# Sticky  Frequently Asked Questions in the Dye Sublimation Forum: New here? Read Me



## Solmu

Q: Have you got some information on large format dye sublimation printing?
http://www.t-shirtforums.com/dye-sublimation/t21207.html

Q: What t-shirt blanks are suitable for dye sublimation?
http://www.t-shirtforums.com/dye-sublimation/t4916.html
http://www.t-shirtforums.com/wholesale-t-shirts/t6553.html

Q: Where can I source other things to decorate?
http://www.t-shirtforums.com/dye-sublimation/t47.html

Q: I'm try to sublimate performance fabrics, got any info?
http://www.t-shirtforums.com/dye-sublimation/t9420.html


Note: This list is incomplete, you can help the forums by contributing to it! Have a favourite dye sublimation thread? Post it up!

The above threads are not necessarily definitive (particularly those on blanks), I'm sure there are other great threads on the topics. So if you have better threads that answer the above questions, feel free to post those too.

We want a few of the best threads on each topic, so when better examples are found we can replace the weaker ones with those.


----------



## Jasonda

http://www.t-shirtforums.com/dye-sublimation/t39.html


----------



## Rodney

*Q: What equipment and supplies will I need to start doing dye sublimation?*

*A:* http://www.t-shirtforums.com/dye-sublimation/t137889.html


----------



## 14graphics

Any dye sublimation and cut and sew shops on the East Coast? More the NY, NJ, CT, PA area?

(Data records)
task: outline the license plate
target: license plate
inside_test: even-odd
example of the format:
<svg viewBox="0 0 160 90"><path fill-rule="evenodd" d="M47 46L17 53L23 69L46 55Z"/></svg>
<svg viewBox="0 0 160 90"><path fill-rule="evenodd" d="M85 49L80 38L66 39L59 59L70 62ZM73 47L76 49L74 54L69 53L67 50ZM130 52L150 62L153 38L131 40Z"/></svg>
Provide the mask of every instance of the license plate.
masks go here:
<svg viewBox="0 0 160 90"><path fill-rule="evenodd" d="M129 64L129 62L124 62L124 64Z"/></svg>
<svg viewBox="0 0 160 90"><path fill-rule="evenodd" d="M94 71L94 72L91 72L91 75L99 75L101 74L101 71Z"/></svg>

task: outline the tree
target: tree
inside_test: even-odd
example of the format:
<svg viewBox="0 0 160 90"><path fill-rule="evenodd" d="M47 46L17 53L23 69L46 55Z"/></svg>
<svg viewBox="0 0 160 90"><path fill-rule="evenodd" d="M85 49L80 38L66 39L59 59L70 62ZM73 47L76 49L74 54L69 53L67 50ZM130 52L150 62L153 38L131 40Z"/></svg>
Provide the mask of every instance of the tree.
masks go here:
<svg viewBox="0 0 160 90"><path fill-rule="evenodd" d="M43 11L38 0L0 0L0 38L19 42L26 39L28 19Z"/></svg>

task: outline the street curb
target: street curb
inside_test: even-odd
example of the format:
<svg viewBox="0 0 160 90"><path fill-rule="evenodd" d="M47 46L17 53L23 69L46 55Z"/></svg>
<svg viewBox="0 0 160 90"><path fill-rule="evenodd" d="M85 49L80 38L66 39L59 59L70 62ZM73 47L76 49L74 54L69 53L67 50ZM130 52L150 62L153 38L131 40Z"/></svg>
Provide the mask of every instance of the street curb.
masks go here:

▶ **What to work on**:
**A)** Reproduce the dye sublimation FAQ thread word for word, everything from "Note: This list" down to "ones with those.".
**B)** According to the dye sublimation FAQ thread, why are members invited to post threads better than the ones listed? Answer in one to three sentences.
**C)** Using the dye sublimation FAQ thread, answer each item on its own line:
(i) Which topic does the note single out as particularly not definitive?
(ii) What does Rodney's post ask about starting dye sublimation?
(iii) Which areas does 14graphics ask about for dye sublimation and cut and sew shops?

▶ **The results**:
**A)**
Note: This list is incomplete, you can help the forums by contributing to it! Have a favourite dye sublimation thread? Post it up!

The above threads are not necessarily definitive (particularly those on blanks), I'm sure there are other great threads on the topics. So if you have better threads that answer the above questions, feel free to post those too.

We want a few of the best threads on each topic, so when better examples are found we can replace the weaker ones with those.

**B)** The listed threads are not necessarily definitive, especially the ones on blanks, and there are likely other great threads on the same topics. The aim is to keep a few of the best threads on each topic, so better ones can replace the weaker ones.

**C)**
(i) Blanks.
(ii) What equipment and supplies will be needed to start doing dye sublimation.
(iii) The East Coast, mainly the NY, NJ, CT and PA area.